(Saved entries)
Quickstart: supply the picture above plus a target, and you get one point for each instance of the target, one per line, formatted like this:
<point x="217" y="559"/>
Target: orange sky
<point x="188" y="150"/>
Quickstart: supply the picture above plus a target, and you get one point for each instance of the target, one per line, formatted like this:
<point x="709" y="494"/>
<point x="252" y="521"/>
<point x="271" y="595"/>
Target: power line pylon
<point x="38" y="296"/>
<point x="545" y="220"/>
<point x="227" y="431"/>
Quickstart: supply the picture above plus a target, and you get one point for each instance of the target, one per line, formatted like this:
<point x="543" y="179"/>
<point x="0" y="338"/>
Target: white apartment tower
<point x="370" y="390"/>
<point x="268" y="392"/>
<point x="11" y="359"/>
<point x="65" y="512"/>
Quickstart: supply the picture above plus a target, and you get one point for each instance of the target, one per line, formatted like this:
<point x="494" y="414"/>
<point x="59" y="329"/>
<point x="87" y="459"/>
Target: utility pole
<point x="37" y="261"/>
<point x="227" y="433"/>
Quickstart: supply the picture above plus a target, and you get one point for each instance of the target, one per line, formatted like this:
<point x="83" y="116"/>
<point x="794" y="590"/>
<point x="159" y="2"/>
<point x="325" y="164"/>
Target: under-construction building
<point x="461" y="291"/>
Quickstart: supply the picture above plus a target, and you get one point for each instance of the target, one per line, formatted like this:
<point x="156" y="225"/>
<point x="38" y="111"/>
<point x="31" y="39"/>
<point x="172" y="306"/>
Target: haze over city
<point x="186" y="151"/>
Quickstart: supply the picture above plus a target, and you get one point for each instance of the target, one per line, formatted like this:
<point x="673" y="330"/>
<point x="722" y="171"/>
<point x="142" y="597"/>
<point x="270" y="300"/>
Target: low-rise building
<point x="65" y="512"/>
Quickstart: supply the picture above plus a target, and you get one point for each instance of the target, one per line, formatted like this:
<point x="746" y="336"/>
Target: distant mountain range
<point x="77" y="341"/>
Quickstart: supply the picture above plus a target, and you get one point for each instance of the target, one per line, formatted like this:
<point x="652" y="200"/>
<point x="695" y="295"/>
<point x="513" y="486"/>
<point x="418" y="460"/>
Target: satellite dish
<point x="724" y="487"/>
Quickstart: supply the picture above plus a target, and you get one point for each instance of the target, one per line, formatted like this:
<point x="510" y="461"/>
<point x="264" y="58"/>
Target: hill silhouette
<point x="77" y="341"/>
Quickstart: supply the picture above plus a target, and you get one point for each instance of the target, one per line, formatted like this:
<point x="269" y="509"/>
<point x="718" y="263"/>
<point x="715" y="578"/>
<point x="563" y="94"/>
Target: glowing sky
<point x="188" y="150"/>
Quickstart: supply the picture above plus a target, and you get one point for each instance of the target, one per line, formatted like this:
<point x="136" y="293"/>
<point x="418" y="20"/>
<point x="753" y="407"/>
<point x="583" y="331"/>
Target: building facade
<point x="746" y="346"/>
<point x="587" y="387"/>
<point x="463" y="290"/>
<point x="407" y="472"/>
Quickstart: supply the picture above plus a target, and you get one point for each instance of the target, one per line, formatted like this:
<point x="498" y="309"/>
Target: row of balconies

## Exercise directions
When you retype the entries above, keep every line identical to the source.

## Solved problem
Quickstart: supply the picture above plus a target, and you get one point for each instance of the target, one per line, formatted like this:
<point x="217" y="559"/>
Target: orange sky
<point x="188" y="150"/>
Quickstart: supply the picture above plus a target, and you get one point for each instance of the target, one per line, formatted like this:
<point x="709" y="494"/>
<point x="252" y="521"/>
<point x="271" y="595"/>
Target: power line pylon
<point x="38" y="296"/>
<point x="545" y="220"/>
<point x="227" y="431"/>
Quickstart: supply the picture above plus a target, and you get one point for each instance of the target, one per line, formatted like this:
<point x="543" y="179"/>
<point x="0" y="338"/>
Target: white apartment tower
<point x="370" y="390"/>
<point x="268" y="392"/>
<point x="11" y="359"/>
<point x="65" y="512"/>
Quickstart: supply the picture above plus a target, and you get one point for each instance of the target, one per line, formatted like this:
<point x="494" y="414"/>
<point x="59" y="329"/>
<point x="87" y="459"/>
Target: utility pole
<point x="37" y="261"/>
<point x="227" y="433"/>
Quickstart: supply the picture above plus a target, and you get one point for each instance of the target, one per line, formatted like this:
<point x="83" y="116"/>
<point x="794" y="590"/>
<point x="159" y="2"/>
<point x="325" y="164"/>
Target: under-construction building
<point x="461" y="291"/>
Quickstart: supply the picture above plus a target, and you get one point for each instance of the target, one per line, formatted like this:
<point x="156" y="225"/>
<point x="38" y="111"/>
<point x="31" y="39"/>
<point x="172" y="306"/>
Target: haze over city
<point x="186" y="151"/>
Quickstart: supply the picture above plus a target, and you get one point for each instance of the target, one per line, formatted like this:
<point x="673" y="330"/>
<point x="722" y="171"/>
<point x="142" y="597"/>
<point x="270" y="300"/>
Target: low-rise building
<point x="65" y="512"/>
Quickstart: supply the picture above plus a target, and you get one point for each instance of the target, one per line, formatted like this:
<point x="746" y="336"/>
Target: distant mountain range
<point x="77" y="341"/>
Quickstart: supply the picture above plus a target, and you get one point for each instance of the target, one per line, formatted like this:
<point x="652" y="200"/>
<point x="695" y="295"/>
<point x="513" y="486"/>
<point x="418" y="460"/>
Target: satellite dish
<point x="724" y="487"/>
Quickstart: supply the picture above plus a target, and you get one point for each instance of the target, one per line, formatted like this:
<point x="510" y="461"/>
<point x="264" y="58"/>
Target: hill silhouette
<point x="77" y="341"/>
Quickstart: supply the picture above plus a target, and you get one point for each instance of the target, one per line, formatted like this:
<point x="269" y="509"/>
<point x="718" y="263"/>
<point x="715" y="578"/>
<point x="563" y="94"/>
Target: glowing sky
<point x="188" y="150"/>
Quickstart: supply the picture above plus a target, and you get one point for each instance of the target, one per line, formatted like this:
<point x="136" y="293"/>
<point x="418" y="20"/>
<point x="753" y="407"/>
<point x="583" y="331"/>
Target: building facade
<point x="746" y="346"/>
<point x="587" y="387"/>
<point x="463" y="290"/>
<point x="407" y="472"/>
Quickstart: supply the picture above plus a target, and you get one point for each instance of the target, one per line, formatted like this:
<point x="498" y="309"/>
Target: row of balconies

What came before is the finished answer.